## IL TUO COMPITO:
Trascrivi per intero il testo con le due note biografiche, senza modificare nulla.

## TESTO ESTRATTO:
-*-*-
Dopo anni di cabaret giunge al successo grazie a trasmissioni televisive quali “Su la testa” e “Cielito Lindo” (1992), con le sue maschere serie, un po’ alla Keaton, dal leghista al becchino, dallo stupratore al killer, mette a fuoco l’aspetto più cinico e irresponsabile della nostra società. M. è il degno rappresentante di una comicità cruda, trasgressiva e spiazzante.

Mucamedov

Dopo gli studi presso l’Istituto coreografico di Mosca, dal 1978 al 1981 fa parte del Moskovskij Klasiceskij Balet di N. Kasatkina e V. Vasilev ed è protagonista dei loro balletti: Sagra della primavera , Il racconto di Romeo e Giulietta, Gajané . Dal 1981 al 1990 è solista al Teatro Bol’šoj, interprete dei balletti di Jurij Grigorovic ( Spartaco , Ivan il Terribile , L’età dell’oro , La leggenda dell’amore) di Roland Petit ( Cyrano de Bergérac ) e del repertorio classico (Romeo e Giulietta , Raimonda , Il lago dei cigni , Giselle , schiaccianoci). È un danzatore eroico-romantico di alto virtuosismo, negli anni ’80 è il migliore interprete dei balletti di Grigorovic. Nel 1990 entra a far parte del Covent Garden Royal Ballet, affronta i balletti di Kenneth MacMillan ( Il principe delle pagode, Manon Lescaut , Winter Dreams ) e di Frederick Ashton ( La fille mal gardée , con il Birmingham Royal Ballet), dando prova di profonde capacità interpretative.
-*-*-
## MATERIALE:
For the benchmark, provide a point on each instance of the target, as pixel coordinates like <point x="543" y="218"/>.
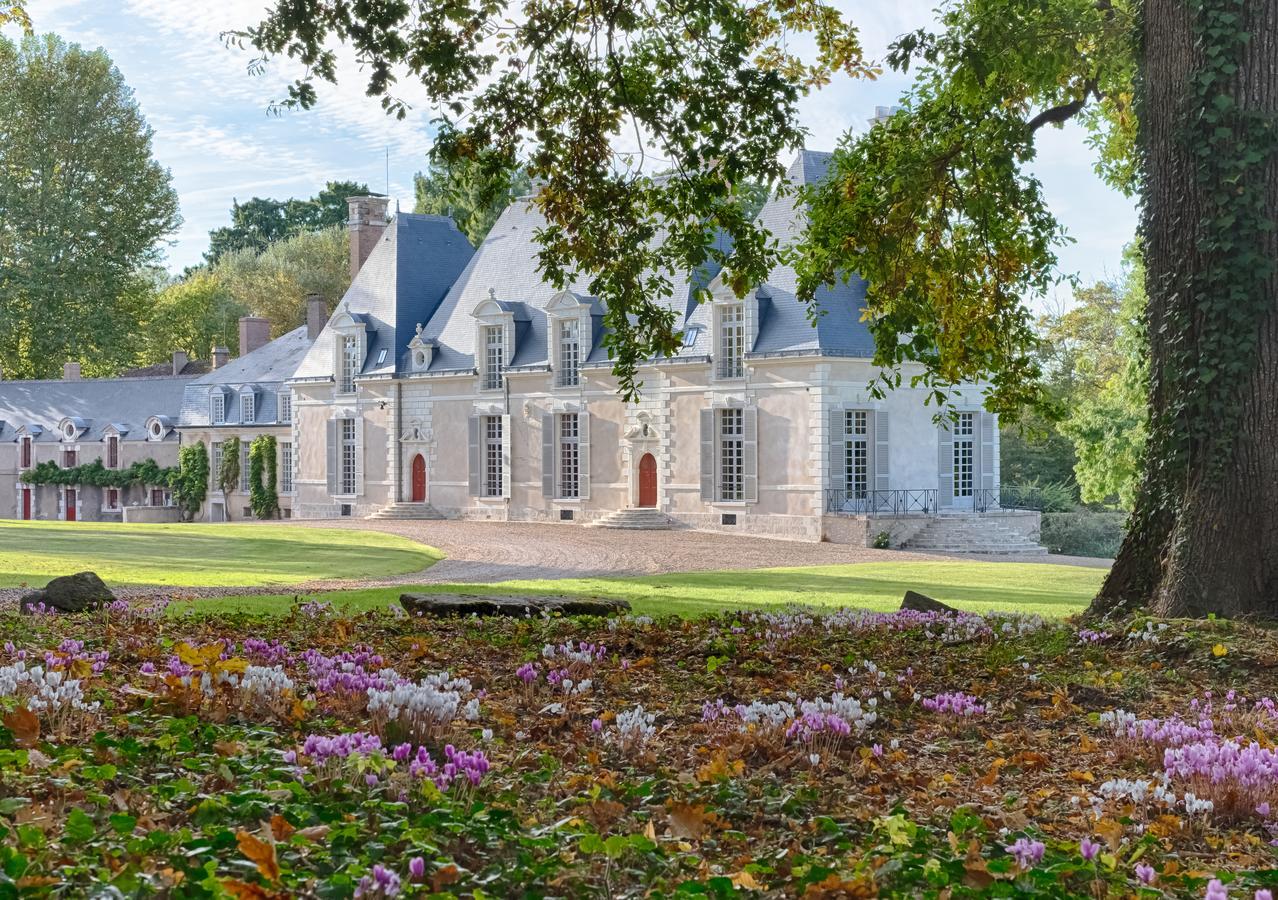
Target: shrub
<point x="1084" y="532"/>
-*-*-
## RISULTATO DEL COMPITO:
Dopo anni di cabaret giunge al successo grazie a trasmissioni televisive quali “Su la testa” e “Cielito Lindo” (1992), con le sue maschere serie, un po’ alla Keaton, dal leghista al becchino, dallo stupratore al killer, mette a fuoco l’aspetto più cinico e irresponsabile della nostra società. M. è il degno rappresentante di una comicità cruda, trasgressiva e spiazzante.

Mucamedov

Dopo gli studi presso l’Istituto coreografico di Mosca, dal 1978 al 1981 fa parte del Moskovskij Klasiceskij Balet di N. Kasatkina e V. Vasilev ed è protagonista dei loro balletti: Sagra della primavera , Il racconto di Romeo e Giulietta, Gajané . Dal 1981 al 1990 è solista al Teatro Bol’šoj, interprete dei balletti di Jurij Grigorovic ( Spartaco , Ivan il Terribile , L’età dell’oro , La leggenda dell’amore) di Roland Petit ( Cyrano de Bergérac ) e del repertorio classico (Romeo e Giulietta , Raimonda , Il lago dei cigni , Giselle , schiaccianoci). È un danzatore eroico-romantico di alto virtuosismo, negli anni ’80 è il migliore interprete dei balletti di Grigorovic. Nel 1990 entra a far parte del Covent Garden Royal Ballet, affronta i balletti di Kenneth MacMillan ( Il principe delle pagode, Manon Lescaut , Winter Dreams ) e di Frederick Ashton ( La fille mal gardée , con il Birmingham Royal Ballet), dando prova di profonde capacità interpretative.